◆ SET EXERCISE 1 ◆
In the filter reference excerpt, what is the default value of the bufferSize property?

Name	Description	Default Value	Value Type
tags	A comma separated list of XML element names (case sensitive) between which non-escaped XML characters will be escaped, e.g. ‘>’ => ‘>’.	-	String

FindReplaceFilter

Replaces strings or regexes with new strings.

Element properties:

Name	Description	Default Value	Value Type
bufferSize	The number of characters to buffer when matching the regex.	1000	Integer
dotAll	Let ‘.’ match all characters in a regex.	false	Boolean
escapeFind	Whether or not to escape find pattern or text.	true	Boolean
escapeReplacement	Whether or not to escape replacement text.	true	Boolean
find	The text or regex pattern to find and replace.	-	String
maxReplacements	The maximum number of times to try and replace text. There is no limit by default.	-	String
regex	Whether the pattern should be treated as a literal or a regex.	false	Boolean
replacement	The replacement text.	-	String
showReplacementCount	Show total replacement count	true	Boolean

InvalidCharFilterReader

Removes any characters that are not in the standard XML character set. The version of XML (e.g. 1.0 or 1.1) can be set using the ‘xmlVersion’ property.

◆ SET EXERCISE 2 ◆
Reproduce the listing below from its start through the line that contains "x=18, y=427", including that line, and leave the pictures out.

Data extracted from a collection:
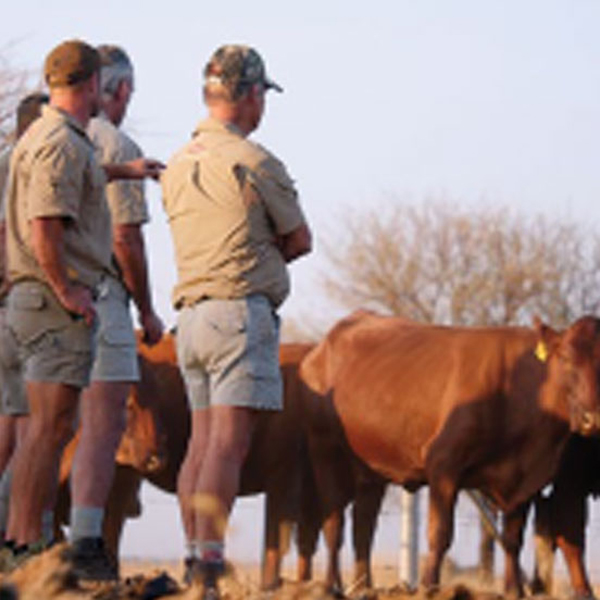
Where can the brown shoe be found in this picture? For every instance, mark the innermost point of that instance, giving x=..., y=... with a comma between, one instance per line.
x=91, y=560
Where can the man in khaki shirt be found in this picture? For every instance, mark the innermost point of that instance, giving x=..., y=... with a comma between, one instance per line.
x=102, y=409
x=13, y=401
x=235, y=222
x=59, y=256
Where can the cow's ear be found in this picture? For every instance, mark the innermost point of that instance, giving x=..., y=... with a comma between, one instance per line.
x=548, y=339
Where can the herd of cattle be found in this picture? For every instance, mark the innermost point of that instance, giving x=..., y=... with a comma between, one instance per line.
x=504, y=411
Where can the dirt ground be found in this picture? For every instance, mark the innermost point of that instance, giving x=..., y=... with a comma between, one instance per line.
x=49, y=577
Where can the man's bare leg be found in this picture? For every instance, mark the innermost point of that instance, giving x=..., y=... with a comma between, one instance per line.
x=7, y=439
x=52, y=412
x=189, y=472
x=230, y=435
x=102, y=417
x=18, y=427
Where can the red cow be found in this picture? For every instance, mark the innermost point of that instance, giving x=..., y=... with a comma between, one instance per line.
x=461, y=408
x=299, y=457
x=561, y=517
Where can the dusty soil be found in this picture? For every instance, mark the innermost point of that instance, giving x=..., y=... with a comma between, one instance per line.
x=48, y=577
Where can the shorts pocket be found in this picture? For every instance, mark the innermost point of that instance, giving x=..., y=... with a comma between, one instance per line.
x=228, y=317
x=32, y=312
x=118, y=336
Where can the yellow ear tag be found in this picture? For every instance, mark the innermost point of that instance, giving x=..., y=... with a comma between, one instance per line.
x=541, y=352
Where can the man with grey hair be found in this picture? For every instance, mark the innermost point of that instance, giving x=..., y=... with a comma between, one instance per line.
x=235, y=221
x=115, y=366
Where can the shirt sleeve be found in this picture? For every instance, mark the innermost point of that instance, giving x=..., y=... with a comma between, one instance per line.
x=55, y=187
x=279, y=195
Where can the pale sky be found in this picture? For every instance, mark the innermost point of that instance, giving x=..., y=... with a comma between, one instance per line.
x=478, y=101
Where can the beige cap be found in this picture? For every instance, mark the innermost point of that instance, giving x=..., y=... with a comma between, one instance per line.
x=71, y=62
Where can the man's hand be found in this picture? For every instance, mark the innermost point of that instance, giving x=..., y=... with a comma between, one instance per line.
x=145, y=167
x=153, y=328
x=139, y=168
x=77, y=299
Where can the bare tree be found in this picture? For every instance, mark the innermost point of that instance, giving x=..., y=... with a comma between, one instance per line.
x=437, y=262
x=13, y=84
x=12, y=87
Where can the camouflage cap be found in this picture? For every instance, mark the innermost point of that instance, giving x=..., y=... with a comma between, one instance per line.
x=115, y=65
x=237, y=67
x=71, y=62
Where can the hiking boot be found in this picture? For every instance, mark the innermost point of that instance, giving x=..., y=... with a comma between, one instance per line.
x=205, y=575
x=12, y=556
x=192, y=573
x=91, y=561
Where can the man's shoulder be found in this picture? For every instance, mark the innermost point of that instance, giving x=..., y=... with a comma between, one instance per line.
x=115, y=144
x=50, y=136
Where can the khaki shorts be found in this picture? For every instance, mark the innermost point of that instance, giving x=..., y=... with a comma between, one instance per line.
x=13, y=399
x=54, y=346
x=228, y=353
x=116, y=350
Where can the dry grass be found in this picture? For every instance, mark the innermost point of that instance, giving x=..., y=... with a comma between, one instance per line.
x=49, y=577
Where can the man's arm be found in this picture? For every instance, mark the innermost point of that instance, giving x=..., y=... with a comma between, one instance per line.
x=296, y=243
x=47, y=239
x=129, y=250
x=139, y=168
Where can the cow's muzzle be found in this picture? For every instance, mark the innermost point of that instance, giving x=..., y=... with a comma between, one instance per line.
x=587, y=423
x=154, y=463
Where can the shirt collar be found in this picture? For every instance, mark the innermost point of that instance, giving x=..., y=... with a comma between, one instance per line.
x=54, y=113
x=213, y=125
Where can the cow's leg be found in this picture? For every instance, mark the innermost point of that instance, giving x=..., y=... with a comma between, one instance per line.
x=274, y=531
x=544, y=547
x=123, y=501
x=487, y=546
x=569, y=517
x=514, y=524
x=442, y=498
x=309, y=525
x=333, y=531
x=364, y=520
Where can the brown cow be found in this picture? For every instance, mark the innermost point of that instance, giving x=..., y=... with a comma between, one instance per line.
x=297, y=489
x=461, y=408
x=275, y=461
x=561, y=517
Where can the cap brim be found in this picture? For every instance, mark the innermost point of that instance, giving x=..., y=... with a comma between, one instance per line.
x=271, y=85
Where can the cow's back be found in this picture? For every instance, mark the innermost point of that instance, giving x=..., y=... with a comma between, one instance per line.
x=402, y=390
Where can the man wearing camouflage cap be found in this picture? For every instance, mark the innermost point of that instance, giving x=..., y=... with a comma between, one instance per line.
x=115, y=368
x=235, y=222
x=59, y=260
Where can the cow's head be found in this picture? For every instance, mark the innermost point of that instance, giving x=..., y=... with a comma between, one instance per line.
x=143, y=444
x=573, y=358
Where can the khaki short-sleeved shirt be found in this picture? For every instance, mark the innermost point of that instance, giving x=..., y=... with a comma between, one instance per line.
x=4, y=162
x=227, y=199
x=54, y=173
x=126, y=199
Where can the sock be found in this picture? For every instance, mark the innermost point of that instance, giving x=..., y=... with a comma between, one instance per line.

◆ REPLY 1 ◆
1000

◆ REPLY 2 ◆
Where can the brown shoe be found in this picture? For every instance, mark the innermost point of that instance, giving x=..., y=... with a comma between, one instance per line.
x=91, y=560
Where can the man in khaki shirt be found in this picture? For every instance, mark the innermost point of that instance, giving x=..., y=... with a comma between, one instance per line.
x=102, y=409
x=13, y=401
x=235, y=222
x=59, y=256
Where can the cow's ear be found in this picture? For every instance, mark the innermost point of that instance, giving x=..., y=... with a comma between, one instance per line.
x=548, y=339
Where can the herd of cattle be found in this picture? For every instance, mark the innermost point of that instance, giving x=..., y=... with a comma between, one instance per line.
x=504, y=411
Where can the dirt ground be found in this picture? For every instance, mark the innermost point of that instance, giving x=..., y=... with a comma between, one instance per line.
x=49, y=577
Where can the man's bare leg be found in this picture? For every instance, mark the innermost point of that instance, giving x=..., y=... with a comma between, one instance per line.
x=7, y=439
x=52, y=412
x=189, y=472
x=230, y=435
x=102, y=417
x=18, y=427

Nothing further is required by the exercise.